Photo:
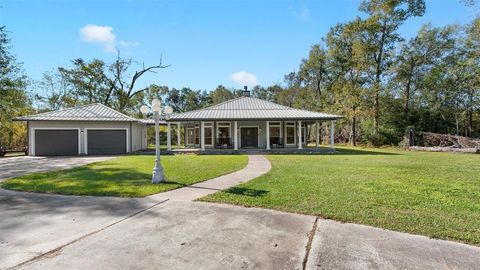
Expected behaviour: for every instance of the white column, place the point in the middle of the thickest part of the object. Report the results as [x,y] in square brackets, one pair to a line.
[268,135]
[178,135]
[332,135]
[202,136]
[300,135]
[235,136]
[169,137]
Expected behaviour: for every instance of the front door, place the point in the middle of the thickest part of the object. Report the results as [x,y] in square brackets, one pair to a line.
[249,137]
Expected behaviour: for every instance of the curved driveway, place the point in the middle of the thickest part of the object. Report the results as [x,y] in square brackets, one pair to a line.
[17,166]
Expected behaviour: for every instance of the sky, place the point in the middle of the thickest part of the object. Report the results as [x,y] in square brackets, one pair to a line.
[206,43]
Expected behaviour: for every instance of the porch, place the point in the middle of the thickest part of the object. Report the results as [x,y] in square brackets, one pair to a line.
[225,137]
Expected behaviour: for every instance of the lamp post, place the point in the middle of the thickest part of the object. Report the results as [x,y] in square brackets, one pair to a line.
[158,175]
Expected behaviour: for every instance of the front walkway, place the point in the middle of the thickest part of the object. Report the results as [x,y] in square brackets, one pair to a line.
[257,165]
[254,151]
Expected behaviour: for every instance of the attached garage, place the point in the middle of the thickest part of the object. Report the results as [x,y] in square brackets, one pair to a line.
[106,141]
[93,129]
[56,142]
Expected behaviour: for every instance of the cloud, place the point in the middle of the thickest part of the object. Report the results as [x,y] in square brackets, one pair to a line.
[304,14]
[244,78]
[128,44]
[104,36]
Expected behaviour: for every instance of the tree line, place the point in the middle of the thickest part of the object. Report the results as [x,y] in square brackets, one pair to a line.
[363,69]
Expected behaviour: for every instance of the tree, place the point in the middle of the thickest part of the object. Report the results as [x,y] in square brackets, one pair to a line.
[313,70]
[416,57]
[220,94]
[95,81]
[14,100]
[347,90]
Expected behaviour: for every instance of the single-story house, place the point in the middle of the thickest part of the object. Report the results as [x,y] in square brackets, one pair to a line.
[241,123]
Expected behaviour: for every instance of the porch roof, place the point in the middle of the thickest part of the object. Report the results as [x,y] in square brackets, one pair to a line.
[250,108]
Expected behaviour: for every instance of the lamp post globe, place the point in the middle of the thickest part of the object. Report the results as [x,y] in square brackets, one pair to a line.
[144,110]
[158,175]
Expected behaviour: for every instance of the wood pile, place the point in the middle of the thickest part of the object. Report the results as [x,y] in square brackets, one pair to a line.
[446,149]
[446,140]
[435,142]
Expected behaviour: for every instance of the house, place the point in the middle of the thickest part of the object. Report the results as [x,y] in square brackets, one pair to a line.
[248,122]
[93,129]
[241,123]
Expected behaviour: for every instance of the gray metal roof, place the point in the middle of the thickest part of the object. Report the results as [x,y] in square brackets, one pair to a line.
[249,108]
[91,112]
[150,121]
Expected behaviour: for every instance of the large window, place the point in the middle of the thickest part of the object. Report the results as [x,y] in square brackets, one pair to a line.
[275,133]
[290,132]
[223,133]
[190,136]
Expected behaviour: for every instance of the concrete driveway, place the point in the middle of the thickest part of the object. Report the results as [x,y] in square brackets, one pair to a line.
[113,233]
[16,166]
[169,231]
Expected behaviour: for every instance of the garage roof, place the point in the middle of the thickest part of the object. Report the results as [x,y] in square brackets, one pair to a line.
[91,112]
[250,108]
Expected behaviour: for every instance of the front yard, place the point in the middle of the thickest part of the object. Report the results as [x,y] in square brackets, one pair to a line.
[128,176]
[433,194]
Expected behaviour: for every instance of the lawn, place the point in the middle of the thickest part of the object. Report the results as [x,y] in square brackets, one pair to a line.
[433,194]
[128,176]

## Exercise brief
Every record must be copied exactly, with images dropped from the result.

## Correct answer
Photo:
Expected behaviour: for every instance of the white column, place the point in the middle of the thickest part of the object. Report the results as [x,y] in square brackets, one pair to a line.
[268,135]
[178,135]
[332,135]
[202,136]
[300,135]
[235,136]
[169,137]
Expected behaviour: for every instance of the front door, place the point in the middle of the thickest part of the object. Report the results as [x,y] in square brackets, one pair to a line.
[249,137]
Expected behaviour: for every instance of the curved driveway, place the point in the middle of the thickest part of the object. Report the results as [x,y] in square brackets, one pair to a line.
[17,166]
Expected behaviour: for every instance of the sky, place the point in the middle of the thickest part of the object. Report the results as [x,y] in square brackets, one pair to a line.
[206,43]
Expected behaviour: for every instance of the porch, place the point in the middle of the thickest part of the object. Report the results as [x,y] in square brackets, one pair to a line.
[225,137]
Expected behaviour: for every instance of the lamp post, place the point in the middle of the thickest part of the object. Report the results as [x,y] in square brackets, one pair to a line.
[158,175]
Expected behaviour: for every instance of the front walkway, place the point in the middle of the thickest part of the object. Report the results as [x,y] in square brackets, one pair to a line.
[257,165]
[254,151]
Expected behaviour: for every instance of the attached garage, place the point in the middle of the thickest part of the object. Report the results as [x,y] in square brackets, one pair to a line.
[106,141]
[93,129]
[56,142]
Expected behaviour: for every instance of the cloud, place the point in the middle of the thickest part of the object. Report the results as [x,y] in square brackets, one pair to a line.
[304,14]
[244,78]
[128,44]
[104,36]
Expected behaviour: for every instance of the tree line, place the point in the middle of the thickest part of the object. Report the results as [x,y] in square brackets, one pair to a line.
[363,69]
Expected behaviour: for every instance of the tree, place the point in the middle of the thickest part of the object. Report the results as [x,y] in square brackets, one pair to a line.
[313,70]
[416,57]
[220,94]
[95,81]
[14,100]
[347,90]
Expected behaviour: for every instance of the single-story house, place the point in the middle of the thickest part of the object. Report the results as [x,y] in square brackets, one pair to a line.
[241,123]
Expected behaviour: for every instance of the porch roof, place the point in the middle of the thickest part of the object. Report the results as [x,y] in square brackets, one pair to a line.
[250,108]
Expected behaviour: for every instance of the lamp post globe, place the point in the middle of the thickest part of the object. Report the results as [x,y] in square brackets, one pair to a line.
[144,110]
[158,175]
Expected behaviour: for every instance of the wood pile, place the point in the middle of the thickest part of the object. Report the results as [x,y] in square brackets, one pair to a line.
[446,149]
[446,140]
[435,142]
Expected behaviour: for every instance of the house, place the point in the middle of the thickest part of the object. Report the results as [x,y] in square brackets, one pair to a line.
[248,122]
[93,129]
[241,123]
Expected behaviour: for every instance of the gray metal roof, place the point in the middle of the thickest part of the object. Report the results as [x,y] in square brackets, one pair to a line.
[249,108]
[91,112]
[150,121]
Expected behaviour: for every instance of the large window, place the point in the middle of the thickest part of the object. Report the results as [x,y] in square brackets, one pair to a line.
[275,133]
[290,132]
[223,133]
[190,136]
Expected behaviour: for every instance of the concrete driveway, place the point in the middle of the thickest part of the object. Report the results as [x,y] in square brackets, one pair to a line.
[113,233]
[16,166]
[169,231]
Expected behaviour: for every instance of the garage roof, place the point in the middle of the thickest part of the object. Report the results as [x,y] in square brackets, one pair to a line.
[91,112]
[250,108]
Expected behaviour: for every instance of the front yard, place the point in the middle of the thickest part of the object. Report the results as [x,y] in square brackets, one pair to a line.
[128,176]
[433,194]
Expected behaviour: for every instance of the lawn, place the point in the middle of the thickest part of the object. Report the results as [x,y] in square brackets, one pair to a line.
[433,194]
[128,176]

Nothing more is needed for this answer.